AIM OF THE TASK → Reproduce the records that follow exactly; any picture among them stays out.

SOURCE RECORDS →
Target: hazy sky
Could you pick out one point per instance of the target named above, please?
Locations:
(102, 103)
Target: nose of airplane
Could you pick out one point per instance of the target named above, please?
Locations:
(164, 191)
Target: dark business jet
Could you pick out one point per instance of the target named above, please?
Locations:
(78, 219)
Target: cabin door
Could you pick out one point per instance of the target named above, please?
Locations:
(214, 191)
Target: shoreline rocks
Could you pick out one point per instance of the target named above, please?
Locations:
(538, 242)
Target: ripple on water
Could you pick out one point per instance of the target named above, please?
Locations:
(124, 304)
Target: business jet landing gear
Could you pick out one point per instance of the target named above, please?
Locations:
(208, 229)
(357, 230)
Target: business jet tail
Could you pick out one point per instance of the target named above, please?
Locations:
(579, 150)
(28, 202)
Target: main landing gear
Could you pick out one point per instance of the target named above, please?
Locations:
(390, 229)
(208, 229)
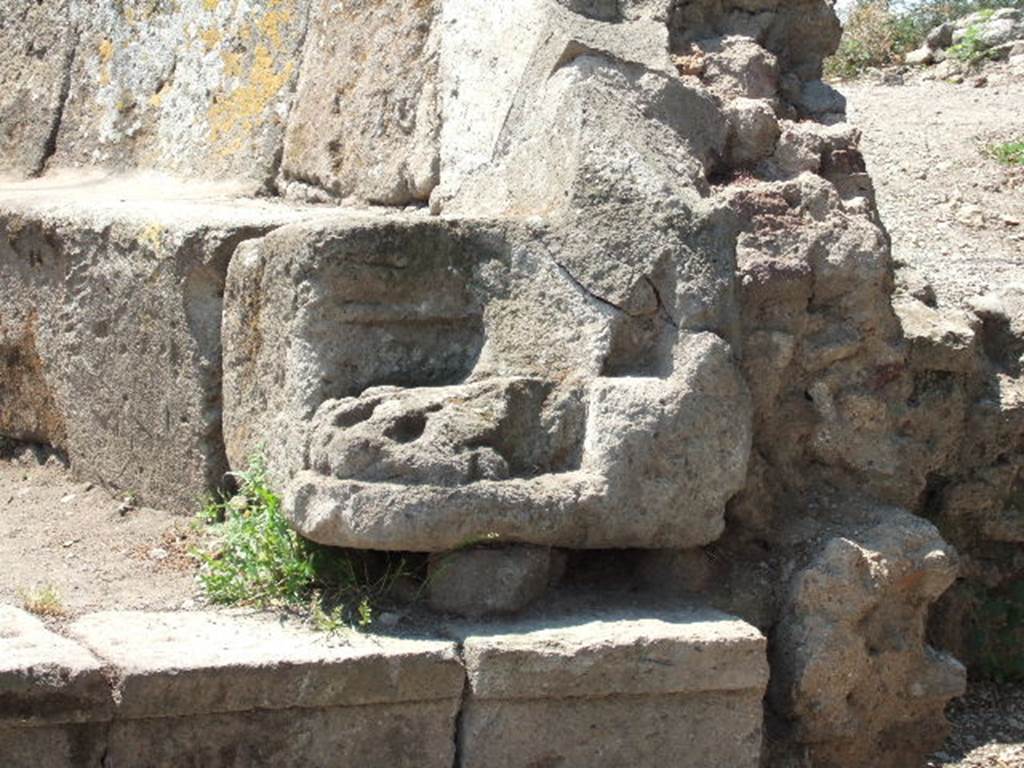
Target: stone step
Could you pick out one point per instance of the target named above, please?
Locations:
(597, 687)
(111, 293)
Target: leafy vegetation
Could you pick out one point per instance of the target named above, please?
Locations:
(997, 636)
(44, 601)
(879, 33)
(1010, 153)
(252, 556)
(970, 49)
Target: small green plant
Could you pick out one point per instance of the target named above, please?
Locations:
(43, 601)
(970, 49)
(253, 556)
(1009, 153)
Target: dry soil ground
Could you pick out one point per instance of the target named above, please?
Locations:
(952, 211)
(956, 216)
(92, 550)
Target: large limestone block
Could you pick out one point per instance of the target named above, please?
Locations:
(233, 690)
(110, 323)
(178, 665)
(46, 679)
(851, 670)
(461, 425)
(502, 66)
(70, 745)
(366, 118)
(196, 87)
(398, 735)
(36, 47)
(612, 688)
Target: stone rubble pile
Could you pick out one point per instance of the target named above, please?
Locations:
(525, 280)
(987, 35)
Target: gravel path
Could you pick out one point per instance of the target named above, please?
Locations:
(956, 216)
(953, 212)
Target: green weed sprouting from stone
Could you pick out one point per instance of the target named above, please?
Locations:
(970, 49)
(253, 556)
(1010, 153)
(43, 601)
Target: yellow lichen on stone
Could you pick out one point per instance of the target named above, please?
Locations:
(233, 118)
(271, 23)
(153, 238)
(232, 64)
(210, 38)
(105, 49)
(157, 99)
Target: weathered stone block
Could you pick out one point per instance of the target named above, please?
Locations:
(196, 87)
(178, 665)
(461, 425)
(850, 667)
(36, 47)
(46, 679)
(70, 745)
(489, 580)
(611, 689)
(366, 118)
(110, 323)
(404, 735)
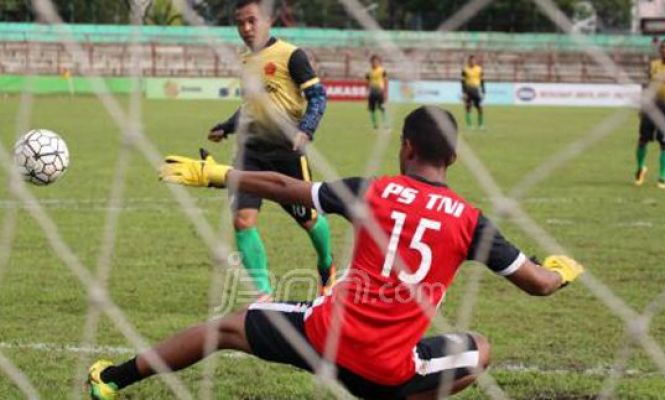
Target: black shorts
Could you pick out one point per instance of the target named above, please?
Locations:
(270, 344)
(649, 130)
(375, 99)
(472, 96)
(294, 165)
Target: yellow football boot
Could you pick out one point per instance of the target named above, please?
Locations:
(640, 175)
(99, 390)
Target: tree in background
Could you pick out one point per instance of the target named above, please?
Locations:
(499, 15)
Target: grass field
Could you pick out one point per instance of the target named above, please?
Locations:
(562, 347)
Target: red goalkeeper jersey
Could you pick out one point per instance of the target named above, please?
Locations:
(406, 255)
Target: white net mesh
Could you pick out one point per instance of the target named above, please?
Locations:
(505, 202)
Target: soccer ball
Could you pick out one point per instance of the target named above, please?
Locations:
(41, 156)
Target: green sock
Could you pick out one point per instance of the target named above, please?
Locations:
(372, 116)
(320, 236)
(641, 156)
(254, 257)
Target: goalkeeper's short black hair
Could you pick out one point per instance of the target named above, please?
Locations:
(432, 132)
(242, 3)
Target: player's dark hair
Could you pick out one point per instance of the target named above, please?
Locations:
(242, 3)
(432, 132)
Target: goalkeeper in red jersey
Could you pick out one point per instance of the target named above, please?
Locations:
(422, 232)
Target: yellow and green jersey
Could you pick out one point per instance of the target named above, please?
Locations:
(472, 77)
(272, 83)
(377, 78)
(657, 78)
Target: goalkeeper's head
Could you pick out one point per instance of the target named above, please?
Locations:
(429, 137)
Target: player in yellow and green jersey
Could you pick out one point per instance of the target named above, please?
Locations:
(283, 103)
(473, 89)
(649, 130)
(376, 80)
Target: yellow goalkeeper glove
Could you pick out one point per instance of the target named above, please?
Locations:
(568, 268)
(191, 172)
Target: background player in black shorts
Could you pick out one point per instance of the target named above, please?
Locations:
(291, 96)
(648, 129)
(376, 79)
(473, 89)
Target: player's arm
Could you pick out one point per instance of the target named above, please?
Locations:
(482, 82)
(326, 197)
(303, 75)
(491, 248)
(223, 129)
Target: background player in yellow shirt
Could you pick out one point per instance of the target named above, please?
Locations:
(376, 79)
(648, 129)
(280, 89)
(473, 89)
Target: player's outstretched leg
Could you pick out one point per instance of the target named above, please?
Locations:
(373, 119)
(318, 230)
(647, 130)
(661, 177)
(481, 117)
(472, 357)
(641, 156)
(251, 248)
(467, 112)
(105, 380)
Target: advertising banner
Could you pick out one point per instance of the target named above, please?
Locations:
(424, 92)
(193, 88)
(564, 94)
(60, 85)
(446, 92)
(346, 90)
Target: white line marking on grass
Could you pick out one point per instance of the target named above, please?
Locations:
(68, 348)
(600, 370)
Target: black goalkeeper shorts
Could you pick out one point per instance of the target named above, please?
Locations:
(375, 99)
(294, 165)
(649, 130)
(472, 96)
(434, 353)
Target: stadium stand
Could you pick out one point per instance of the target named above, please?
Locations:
(183, 51)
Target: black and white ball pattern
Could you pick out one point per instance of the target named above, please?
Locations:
(41, 156)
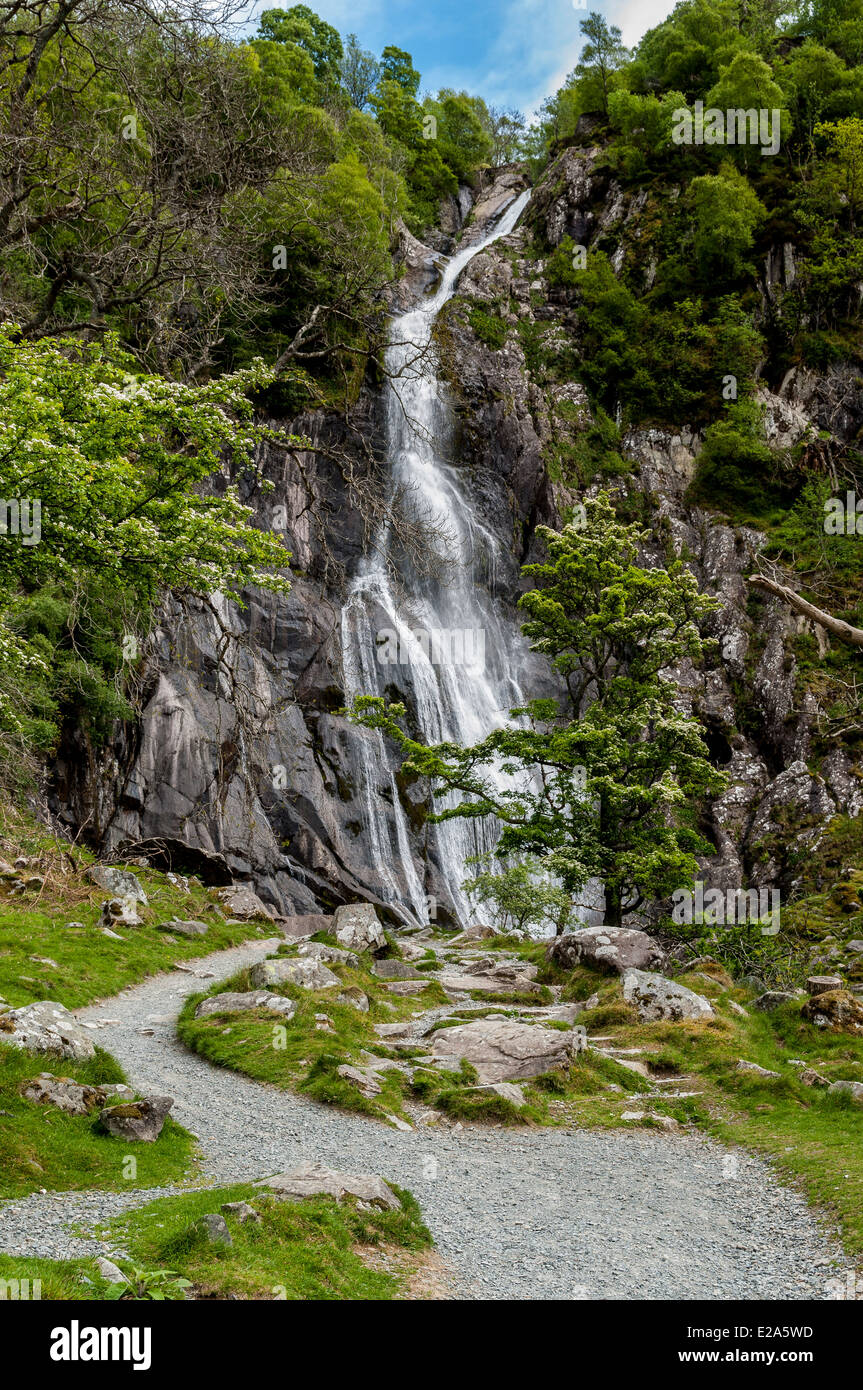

PROBLEM SOLUTION →
Target: hazy sky
Could you pick out one point per instance of the target named above, please?
Locations:
(102, 103)
Target: nose of airplane
Could you pick out one point per instance of the target named above, please?
Locations:
(164, 191)
Target: dark business jet
Could you pick out one point per instance of the target named above, please?
Locations:
(78, 219)
Target: cabin door
Could you pick out one point per instance of the target named above, please?
Locations:
(214, 191)
Target: shoreline rocks
Could you pick out one point per instance of the target named above, please?
Locations:
(538, 242)
Target: ripple on water
Could you pick out one point per instance of the target named above, please?
Locations:
(124, 304)
Target: business jet landing gear
Could you pick out one point per instance of the target named above, please?
Locations:
(208, 229)
(357, 230)
Target: business jet tail
Could you pick out one point per instance of the target named above, please?
Locations:
(579, 150)
(28, 202)
Target: main landing gear
Could you pick out one point per instance of the target named above, please?
Locations:
(390, 229)
(208, 229)
Target: stone step
Could you pick out one point per instance of the target named above, please?
Locations:
(597, 687)
(111, 293)
Target: leafy vegetation
Could you pick out one point per instance of the target named above, please?
Locations:
(997, 636)
(44, 601)
(879, 33)
(1010, 153)
(252, 556)
(970, 49)
Target: small green plant
Could you pick out one point per instance of the target named above, please?
Locations:
(43, 601)
(970, 49)
(253, 556)
(1009, 153)
Target: dry soil ground
Could you pick out one point per instance of the target named above, please?
Locations:
(952, 211)
(956, 216)
(92, 550)
Target: large limestone block
Could you pick out one point per instance of the target named above, please?
Locations:
(233, 690)
(110, 323)
(178, 665)
(46, 679)
(851, 670)
(461, 425)
(502, 66)
(70, 745)
(366, 118)
(196, 87)
(398, 735)
(36, 47)
(612, 688)
Target: stone rubble pile
Could you pick out one point per instance of the target named above, please?
Locations:
(525, 280)
(987, 35)
Target: gravel path
Could you pick out one point per instance of the target named above, please?
Locations:
(956, 216)
(953, 212)
Target: green weed sprouting from stone
Could you pick out one point per instance of the target named above, please?
Locations:
(970, 49)
(253, 556)
(1010, 153)
(43, 601)
Target: yellow lichen on stone
Could you pick out one point per instance of the target named above, please?
Locations:
(233, 118)
(271, 23)
(153, 238)
(232, 64)
(210, 38)
(105, 49)
(157, 99)
Target: weathered stone block
Could you pick out one point per instance of the target named above, please?
Locations:
(196, 87)
(178, 665)
(461, 425)
(850, 667)
(36, 47)
(46, 679)
(70, 745)
(489, 580)
(611, 689)
(366, 118)
(110, 323)
(404, 735)
Target: black shorts
Could you pick out one point per instance of the target named above, please?
Locations:
(270, 344)
(649, 130)
(375, 99)
(472, 96)
(294, 165)
Target: yellow football boot
Could you pick out one point per instance of the target named above, please?
Locations:
(640, 175)
(99, 390)
Target: tree in background
Could you pick out one point per instance of the target named above, please?
Locations:
(499, 15)
Target: grass field
Could you pick out one point per instance of the target named above, please?
Locations:
(562, 347)
Target: red goalkeeper jersey
Could you pick out one point per instance of the target named above, please?
Locations:
(406, 255)
Target: white net mesh
Could you pick out one point per instance of the target named above, please?
Locations:
(505, 202)
Target: soccer ball
Could you pick out one point per instance of the target named above, please?
Locations:
(41, 156)
Target: green sock
Could you pick out one point per instance of the target named above, please?
Locations:
(372, 116)
(320, 236)
(641, 156)
(254, 257)
Target: goalkeeper's short black hair
Could you pick out one point per instance of the target named above, please?
Locations:
(432, 132)
(242, 3)
Target: player's dark hair
Could you pick out one point per instance of the target named above, please?
Locations:
(242, 3)
(432, 132)
Target: goalkeeper in red jersey
Could you pick out one point per instance of the target named above, please?
Locations:
(422, 232)
Target: yellow and green jersey
Could you pick out one point per instance of the target named above, please?
Locations:
(472, 77)
(272, 83)
(377, 78)
(657, 78)
Target: goalkeeper's head
Could you pick out one point per instance of the target named above, please?
Locations:
(429, 137)
Target: player in yellow and green jersey
Could you pick out one point per instance of the target named above, please?
Locations:
(283, 103)
(473, 89)
(649, 130)
(376, 80)
Target: yellow goalkeeper glove
Could you pick out one point per instance of the target named above, please?
Locations:
(568, 268)
(191, 172)
Target: background player in black shorts
Could you pick out one point per instance of the target named above, please?
Locations:
(291, 96)
(648, 129)
(376, 79)
(473, 89)
Target: player's arm
Could you pick out one point per instance of the target named above, please?
Locations:
(482, 82)
(326, 197)
(303, 75)
(491, 248)
(223, 129)
Target: background player in yellow shirt
Could you pick out one point per instance of the target named above, please?
Locations:
(376, 79)
(648, 129)
(280, 89)
(473, 89)
Target: player's outstretched leg
Could you pick out one point per instance of the target named above, please?
Locations:
(373, 119)
(318, 230)
(647, 130)
(661, 177)
(481, 117)
(472, 357)
(641, 156)
(251, 248)
(467, 112)
(105, 380)
Target: advertising banner
Could you pick out one point per instance of the target named above, please?
Locations:
(424, 92)
(193, 88)
(564, 94)
(60, 85)
(446, 92)
(346, 90)
Target: white line marking on grass
Could you pick out one point per instance of the target named above, please?
Locations:
(68, 348)
(600, 370)
Target: black goalkeeper shorts
Could you pick out one point per instance of the target named above, please?
Locations:
(375, 99)
(294, 165)
(649, 130)
(472, 96)
(434, 353)
Target: stadium stand
Could you pick out one point per instance of the target named above, please?
Locations:
(183, 51)
Target: black and white ball pattern
Could you pick out one point per instance of the target named above, please?
Locations:
(41, 156)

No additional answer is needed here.